**Task to carry out**
Using the market commentary below, list every central bank or country that it says raised rates and talked tough around the time of the June low for stocks.

**Document excerpt**

Content starts

Stocks closed on the highs today, breaking the June highs, and now trading 16% off of the lows of just two months ago.
Keep in mind, this decline of the first half, and the trajectory going forward for stocks (and investable asset prices), has everything to do with monetary policy (central banks).
The central banks (led by the Fed) threatened to crush inflation with high rates. Stocks went down. They were bluffing. And now, the market is pricing in the near end of tightening (if not the end).
With that in mind, what marked the low for stocks in June?
That June low (chart above) came as the Fed, Swiss National Bank, Australia, the Bank of England and Canada all raised rates and talked tough. Meanwhile, as we discussed in my June 16 note, the biggest central banks in the world were responding to an average inflation across these countries of 6%, with an average central bank benchmark rate of just +0.6%. It looked like all talk, little action.
The tell-tale sign came the next day. There was speculation that the Bank of Japan might begin to exit QE and emergency policies, as inflation has been reaching levels only seen a few times in the past forty years. They didn't. They doubled down — on being a (continued) unlimited buyer of assets (domestic and global).
This was a clue (if not proof) that the global financial system can't withstand the removal of liquidity. The Bank of Japan had to stand pat, as a provider of global liquidity (they had to keep printing).
Also, very importantly, despite talking tough about rates too, the ECB, just days earlier, had an emergency meeting where they determined a new plan (same as the old) to buy government bonds of the fiscally weaker eurozone countries. The ended QE, and then created a new plan to restart it.
The confluence of these central banks events was the bottom for stocks.
And as you can also see in the chart above, the bullish break of the down trend in the S&P 500 (the world's proxy for broad stocks), came with another central bank moment.

Content ends

[Stored items from a collection]
Content starts

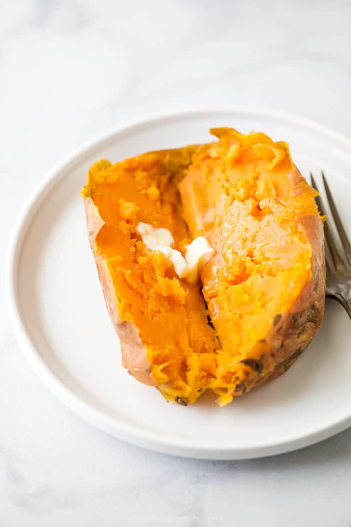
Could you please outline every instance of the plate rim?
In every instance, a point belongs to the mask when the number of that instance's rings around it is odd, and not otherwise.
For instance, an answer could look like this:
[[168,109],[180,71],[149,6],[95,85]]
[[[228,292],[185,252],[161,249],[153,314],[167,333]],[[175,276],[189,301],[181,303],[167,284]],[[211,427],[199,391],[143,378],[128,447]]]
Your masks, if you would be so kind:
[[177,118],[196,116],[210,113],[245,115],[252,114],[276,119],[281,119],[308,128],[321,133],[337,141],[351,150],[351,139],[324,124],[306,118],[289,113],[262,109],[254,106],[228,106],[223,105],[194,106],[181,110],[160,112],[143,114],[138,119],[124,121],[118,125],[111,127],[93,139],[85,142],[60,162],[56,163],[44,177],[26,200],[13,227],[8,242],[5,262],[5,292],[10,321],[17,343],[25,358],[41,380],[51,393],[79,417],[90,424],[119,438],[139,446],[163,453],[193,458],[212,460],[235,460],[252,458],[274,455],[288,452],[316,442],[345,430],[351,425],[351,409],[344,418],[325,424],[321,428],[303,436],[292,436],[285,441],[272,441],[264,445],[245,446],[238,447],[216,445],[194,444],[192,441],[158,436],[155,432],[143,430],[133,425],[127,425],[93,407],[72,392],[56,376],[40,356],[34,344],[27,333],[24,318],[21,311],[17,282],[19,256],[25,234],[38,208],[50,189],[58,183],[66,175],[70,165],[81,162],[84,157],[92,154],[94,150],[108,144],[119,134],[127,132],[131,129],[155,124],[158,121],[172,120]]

Content ends
Content starts

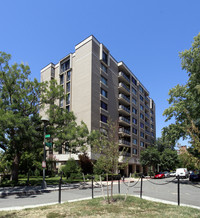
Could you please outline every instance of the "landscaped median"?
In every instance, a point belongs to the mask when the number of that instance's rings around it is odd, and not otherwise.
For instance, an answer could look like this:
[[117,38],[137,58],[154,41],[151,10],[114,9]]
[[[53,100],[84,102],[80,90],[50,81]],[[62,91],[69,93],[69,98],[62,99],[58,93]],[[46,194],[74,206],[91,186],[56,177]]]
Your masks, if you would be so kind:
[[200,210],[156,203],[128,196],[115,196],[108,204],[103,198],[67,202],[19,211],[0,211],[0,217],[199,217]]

Content ends

**Exercise answer**
The Fed, the Swiss National Bank, Australia, the Bank of England, Canada